Listado de la tarea:

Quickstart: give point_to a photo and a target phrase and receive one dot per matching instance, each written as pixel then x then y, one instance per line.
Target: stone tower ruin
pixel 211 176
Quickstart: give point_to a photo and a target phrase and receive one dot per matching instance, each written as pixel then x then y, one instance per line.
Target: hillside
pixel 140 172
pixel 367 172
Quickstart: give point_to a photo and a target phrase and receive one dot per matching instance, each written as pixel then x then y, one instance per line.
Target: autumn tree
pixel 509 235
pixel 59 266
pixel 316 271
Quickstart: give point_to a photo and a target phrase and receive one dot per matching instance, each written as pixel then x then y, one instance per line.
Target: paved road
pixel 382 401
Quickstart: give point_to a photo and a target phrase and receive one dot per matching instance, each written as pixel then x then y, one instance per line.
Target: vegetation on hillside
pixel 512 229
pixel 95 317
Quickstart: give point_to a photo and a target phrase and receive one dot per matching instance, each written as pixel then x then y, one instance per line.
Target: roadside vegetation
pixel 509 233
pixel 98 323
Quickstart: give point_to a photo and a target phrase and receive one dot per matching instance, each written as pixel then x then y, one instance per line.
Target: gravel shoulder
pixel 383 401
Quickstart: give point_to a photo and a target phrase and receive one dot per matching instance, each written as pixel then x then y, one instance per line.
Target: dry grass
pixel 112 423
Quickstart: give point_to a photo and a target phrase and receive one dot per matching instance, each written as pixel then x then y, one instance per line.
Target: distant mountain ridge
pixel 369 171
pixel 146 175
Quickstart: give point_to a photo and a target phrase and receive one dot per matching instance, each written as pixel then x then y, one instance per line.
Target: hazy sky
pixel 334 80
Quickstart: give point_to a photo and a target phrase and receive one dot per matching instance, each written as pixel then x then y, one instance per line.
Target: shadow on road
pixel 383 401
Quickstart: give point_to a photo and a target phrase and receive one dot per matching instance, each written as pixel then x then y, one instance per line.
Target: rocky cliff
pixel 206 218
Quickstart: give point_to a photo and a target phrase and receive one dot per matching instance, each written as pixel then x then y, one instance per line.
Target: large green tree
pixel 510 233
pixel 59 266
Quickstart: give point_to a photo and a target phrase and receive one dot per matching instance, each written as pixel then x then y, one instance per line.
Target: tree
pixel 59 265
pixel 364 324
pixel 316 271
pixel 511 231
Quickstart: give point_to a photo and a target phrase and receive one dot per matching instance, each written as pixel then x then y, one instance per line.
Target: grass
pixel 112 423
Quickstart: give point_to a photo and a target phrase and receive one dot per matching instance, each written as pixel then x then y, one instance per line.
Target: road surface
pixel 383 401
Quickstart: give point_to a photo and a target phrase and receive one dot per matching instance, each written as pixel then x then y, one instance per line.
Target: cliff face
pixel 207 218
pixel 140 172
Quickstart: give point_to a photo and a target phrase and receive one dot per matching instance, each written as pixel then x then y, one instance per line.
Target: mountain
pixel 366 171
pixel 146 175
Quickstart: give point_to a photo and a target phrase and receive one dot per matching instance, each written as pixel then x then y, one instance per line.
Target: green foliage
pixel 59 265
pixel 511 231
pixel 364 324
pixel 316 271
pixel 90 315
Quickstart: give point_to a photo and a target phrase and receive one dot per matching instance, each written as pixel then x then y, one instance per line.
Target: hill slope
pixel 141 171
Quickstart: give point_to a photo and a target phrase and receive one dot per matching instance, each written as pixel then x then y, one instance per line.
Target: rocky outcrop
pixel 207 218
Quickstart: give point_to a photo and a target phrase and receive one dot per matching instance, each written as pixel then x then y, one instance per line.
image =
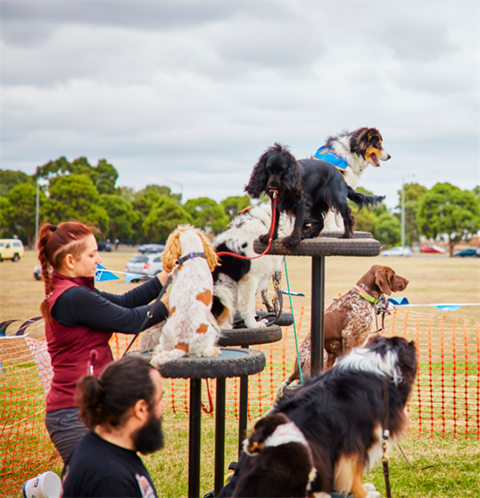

Consigna: Filtra el listado anterior y copia cada línea que contenga la cadena "mountain". Distingue entre mayúsculas y minúsculas.

Solución del ejercicio:
Target: distant mountain ridge
Target: mountain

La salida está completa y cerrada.